### 文档节选
也可先添加my.cnf配置再启动容器,这样的话就不用重启了。

7、分别登录到各个docker容器,安装mgr插件

主容器:

#进入容器
docker exec -it mysql5725mgr33065 /bin/bash
#进入mysql
mysql -uroot -p123456
#安装插件
INSTALL PLUGIN group_replication SONAME 'group_replication.so';

#查看插件是否安装
show plugins;


设置数据复制账号,启动mgr

#关闭日志
SET SQL_LOG_BIN=0;
#创建用户
CREATE USER repl@'%' IDENTIFIED BY 'lyg';
#授权
GRANT REPLICATION SLAVE ON *.* TO repl@'%';
#刷新系统权限
FLUSH PRIVILEGES;
#开启日志
SET SQL_LOG_BIN=1;
#创建同步规则认证信息,就是刚才授权的那个用户
CHANGE MASTER TO MASTER_USER='repl', MASTER_PASSWORD='lyg' FOR CHANNEL 'group_replication_recovery';
#启动引导,注意,只有主开启引导,其他两台都忽略这一步
SET GLOBAL group_replication_bootstrap_group=ON;
#启动MGR,所有mysql服务必须都启动
START GROUP_REPLICATION;
#启动完成之中关闭引导
SET GLOBAL group_replication_bootstrap_group=OFF;

从容器(两个操作一样):

#进入容器
docker exec -it mysql5725mgr33066 /bin/bash
#进入mysql
mysql -uroot -p123456
#安装插件
INSTALL PLUGIN group_replication SONAME 'group_replication.so';

#查看插件是否安装
show plugins;


设置数据复制账号,启动MGR

#关闭日志
SET SQL_LOG_BIN=0;
#创建用户
CREATE USER repl@'%' IDENTIFIED BY 'lyg';
#授权
GRANT REPLICATION SLAVE ON *.* TO repl@'%';
#刷新系统权限
FLUSH PRIVILEGES;
#开启日志
SET SQL_LOG_BIN=1;
#创建同步规则认证信息,就是刚才授权的那个用户
CHANGE MASTER TO MASTER_USER='repl', MASTER_PASSWORD='lyg' FOR CHANNEL 'group_replication_recovery';
#启动MGR,所有mysql服务必须都启动
START GROUP_REPLICATION;

查看MGR组信息

SELECT * FROM performance_schema.replication_group_members;


完成

二、主容器发生故障

1、主节点数据还在、宕机期间集群中的其它结点的binlog日志也都还在

如果主容器发生故障,会随机从从容器中选择一个自动设置为主容器。然后找到发生故障的容器,重启容器,并且进入容器开启同步。
START GROUP_REPLICATION;
如果开启失败,请查看日志,用下面对应的解决方案解决。

### 数据摘录
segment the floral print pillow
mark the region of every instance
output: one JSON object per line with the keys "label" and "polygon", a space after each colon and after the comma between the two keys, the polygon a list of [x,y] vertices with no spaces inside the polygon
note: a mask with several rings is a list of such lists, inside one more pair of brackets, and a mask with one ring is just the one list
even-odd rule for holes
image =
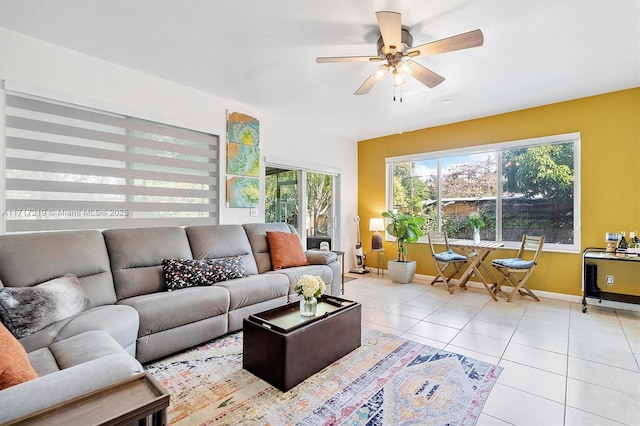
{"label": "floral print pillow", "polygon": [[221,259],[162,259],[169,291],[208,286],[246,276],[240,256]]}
--
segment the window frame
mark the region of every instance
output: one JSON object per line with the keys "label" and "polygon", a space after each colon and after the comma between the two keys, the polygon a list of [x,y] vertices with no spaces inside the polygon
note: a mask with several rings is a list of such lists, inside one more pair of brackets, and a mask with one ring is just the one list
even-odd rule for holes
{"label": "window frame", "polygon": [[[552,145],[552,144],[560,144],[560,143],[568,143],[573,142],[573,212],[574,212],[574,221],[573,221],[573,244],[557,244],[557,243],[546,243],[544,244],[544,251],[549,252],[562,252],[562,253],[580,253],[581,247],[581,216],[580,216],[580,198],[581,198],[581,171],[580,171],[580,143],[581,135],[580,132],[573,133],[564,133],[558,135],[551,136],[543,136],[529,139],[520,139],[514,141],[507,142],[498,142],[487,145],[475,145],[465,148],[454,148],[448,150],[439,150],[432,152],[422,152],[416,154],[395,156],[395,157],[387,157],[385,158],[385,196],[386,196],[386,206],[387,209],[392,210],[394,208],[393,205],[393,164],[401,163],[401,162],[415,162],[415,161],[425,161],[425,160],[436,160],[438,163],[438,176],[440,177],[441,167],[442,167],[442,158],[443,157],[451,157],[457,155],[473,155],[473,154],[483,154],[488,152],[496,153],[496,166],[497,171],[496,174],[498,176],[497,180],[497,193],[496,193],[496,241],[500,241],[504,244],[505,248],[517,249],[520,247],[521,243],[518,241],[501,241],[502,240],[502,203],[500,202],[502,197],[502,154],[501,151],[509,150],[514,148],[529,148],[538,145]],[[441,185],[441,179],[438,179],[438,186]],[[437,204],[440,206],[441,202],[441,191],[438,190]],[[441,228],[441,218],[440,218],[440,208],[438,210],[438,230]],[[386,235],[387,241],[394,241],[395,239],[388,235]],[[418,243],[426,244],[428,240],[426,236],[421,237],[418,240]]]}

### 任务
将前面讲述在 Docker 容器中配置 MySQL MGR 的文档节选一字不差地完整抄写一遍。

### 本题答案
也可先添加my.cnf配置再启动容器,这样的话就不用重启了。

7、分别登录到各个docker容器,安装mgr插件

主容器:

#进入容器
docker exec -it mysql5725mgr33065 /bin/bash
#进入mysql
mysql -uroot -p123456
#安装插件
INSTALL PLUGIN group_replication SONAME 'group_replication.so';

#查看插件是否安装
show plugins;


设置数据复制账号,启动mgr

#关闭日志
SET SQL_LOG_BIN=0;
#创建用户
CREATE USER repl@'%' IDENTIFIED BY 'lyg';
#授权
GRANT REPLICATION SLAVE ON *.* TO repl@'%';
#刷新系统权限
FLUSH PRIVILEGES;
#开启日志
SET SQL_LOG_BIN=1;
#创建同步规则认证信息,就是刚才授权的那个用户
CHANGE MASTER TO MASTER_USER='repl', MASTER_PASSWORD='lyg' FOR CHANNEL 'group_replication_recovery';
#启动引导,注意,只有主开启引导,其他两台都忽略这一步
SET GLOBAL group_replication_bootstrap_group=ON;
#启动MGR,所有mysql服务必须都启动
START GROUP_REPLICATION;
#启动完成之中关闭引导
SET GLOBAL group_replication_bootstrap_group=OFF;

从容器(两个操作一样):

#进入容器
docker exec -it mysql5725mgr33066 /bin/bash
#进入mysql
mysql -uroot -p123456
#安装插件
INSTALL PLUGIN group_replication SONAME 'group_replication.so';

#查看插件是否安装
show plugins;


设置数据复制账号,启动MGR

#关闭日志
SET SQL_LOG_BIN=0;
#创建用户
CREATE USER repl@'%' IDENTIFIED BY 'lyg';
#授权
GRANT REPLICATION SLAVE ON *.* TO repl@'%';
#刷新系统权限
FLUSH PRIVILEGES;
#开启日志
SET SQL_LOG_BIN=1;
#创建同步规则认证信息,就是刚才授权的那个用户
CHANGE MASTER TO MASTER_USER='repl', MASTER_PASSWORD='lyg' FOR CHANNEL 'group_replication_recovery';
#启动MGR,所有mysql服务必须都启动
START GROUP_REPLICATION;

查看MGR组信息

SELECT * FROM performance_schema.replication_group_members;


完成

二、主容器发生故障

1、主节点数据还在、宕机期间集群中的其它结点的binlog日志也都还在

如果主容器发生故障,会随机从从容器中选择一个自动设置为主容器。然后找到发生故障的容器,重启容器,并且进入容器开启同步。
START GROUP_REPLICATION;
如果开启失败,请查看日志,用下面对应的解决方案解决。